(WRITTEN TASK 1)
Write out the entries below, starting at their first line and ending with the line that contains "column 161, row 108", both included, and leave the pictures out of your answer.

(TEXT SECTION)
%%
Bailey 2018-09-12T09:37:35+00:00

Prof. Adrian J. Bailey (貝力行教授)

Fellow, Academy of Social Sciences (FAcSS)
Chair Professor of Geography
Dean, Faculty of Social Sciences
Editor, Transactions of the Institute of British Geographers

Office: AAB 1325
Tel: (852) 3411 7127
Fax: (852) 3411 5777
Email: bailey@hkbu.edu.hk

EDUCATION

Ph.D., Geography, Indiana University, USA
M.A., Geography, Indiana University, USA
B.Sc., Geography, University of Bristol, UK (1st Class Honors)

TEACHING

Geographical Imaginations (GEOG 4025)
This course is about the many ways in which “geographers” seek to understand and change the world. It explores the major philosophical challenges that the discipline has faced, and overcome, and raises questions about the strengths, and weaknesses, of geographic practice. Through a range of timely case-studies and a project-based inquiry, the course inspires students to develop their own geographic imaginations.

Debating Global Society (SOSC 7320)
This program core course for the MA in Global Society introduces critical literatures on globalization to consider ethical and value issues relating to global society. Through seminars and case studies, students have opportunities to develop and practice their capacity for ethical and value inquiry in relation to the emergence, nature, and consequences of global society. We will explore interventions and representations as linked dimensions of ethical practice. The course also explores how the values that accompany ethical practice are becoming stretched and disrupted by a global society concept. By the end of the course, students will have the tools to appreciate the ethical and value implications of their personal and professional lives for others around them and society most broadly.
%%
(RECORDS PROVIDED)
%%
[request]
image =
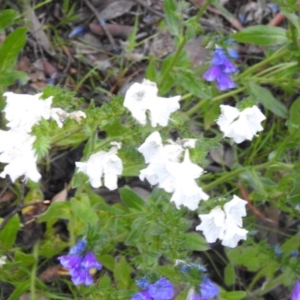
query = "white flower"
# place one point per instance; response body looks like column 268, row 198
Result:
column 225, row 224
column 151, row 147
column 171, row 175
column 23, row 111
column 17, row 151
column 141, row 97
column 2, row 260
column 161, row 108
column 103, row 164
column 59, row 116
column 157, row 156
column 77, row 115
column 187, row 192
column 233, row 234
column 213, row 224
column 137, row 98
column 236, row 209
column 240, row 125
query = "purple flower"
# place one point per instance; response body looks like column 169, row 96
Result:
column 160, row 290
column 296, row 291
column 220, row 70
column 208, row 289
column 79, row 264
column 142, row 283
column 277, row 251
column 144, row 295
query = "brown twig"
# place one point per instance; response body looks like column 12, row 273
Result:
column 102, row 23
column 18, row 209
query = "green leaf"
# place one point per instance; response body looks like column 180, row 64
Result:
column 293, row 18
column 264, row 96
column 7, row 18
column 11, row 47
column 9, row 232
column 131, row 199
column 192, row 85
column 122, row 272
column 57, row 210
column 9, row 77
column 107, row 261
column 236, row 295
column 195, row 242
column 261, row 35
column 82, row 209
column 172, row 20
column 229, row 275
column 295, row 112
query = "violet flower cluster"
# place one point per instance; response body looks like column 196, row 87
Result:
column 162, row 289
column 79, row 262
column 296, row 291
column 220, row 70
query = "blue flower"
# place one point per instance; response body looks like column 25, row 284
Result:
column 79, row 30
column 294, row 253
column 160, row 290
column 208, row 289
column 296, row 291
column 142, row 283
column 80, row 263
column 277, row 251
column 220, row 70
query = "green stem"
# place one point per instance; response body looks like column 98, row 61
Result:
column 236, row 172
column 202, row 9
column 220, row 97
column 173, row 61
column 33, row 272
column 280, row 52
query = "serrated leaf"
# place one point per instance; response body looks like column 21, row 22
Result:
column 195, row 242
column 11, row 47
column 171, row 18
column 229, row 275
column 9, row 232
column 293, row 18
column 7, row 18
column 264, row 96
column 131, row 199
column 194, row 86
column 236, row 295
column 57, row 210
column 295, row 112
column 261, row 35
column 122, row 272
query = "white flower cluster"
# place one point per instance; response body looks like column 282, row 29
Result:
column 165, row 169
column 240, row 125
column 103, row 164
column 142, row 97
column 225, row 224
column 22, row 112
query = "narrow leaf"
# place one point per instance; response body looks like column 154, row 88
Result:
column 261, row 35
column 264, row 96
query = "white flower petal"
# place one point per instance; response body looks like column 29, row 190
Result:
column 161, row 109
column 137, row 99
column 213, row 224
column 151, row 147
column 233, row 234
column 235, row 210
column 23, row 111
column 240, row 126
%%
(WRITTEN TASK 2)
In the faculty profile above, rewrite the paragraph beginning "This program core course for the MA in Global Society" more briefly, keeping its main facts.

(WRITTEN SOLUTION 1)
[request]
image =
query = "white flower"
# place one point per instance; response body looks like column 268, row 198
Result:
column 225, row 224
column 151, row 147
column 171, row 175
column 23, row 111
column 17, row 151
column 141, row 97
column 2, row 260
column 161, row 108

(WRITTEN SOLUTION 2)
This core course for the MA in Global Society uses critical literatures on globalization to examine ethical and value issues in global society. Through seminars and case studies, students practice ethical and value inquiry into the emergence, nature, and consequences of global society. The course treats interventions and representations as linked dimensions of ethical practice. It also examines how a global society concept is stretching and disrupting the values that go with ethical practice. By the end, students can appreciate the ethical and value implications of their personal and professional lives for others and for society.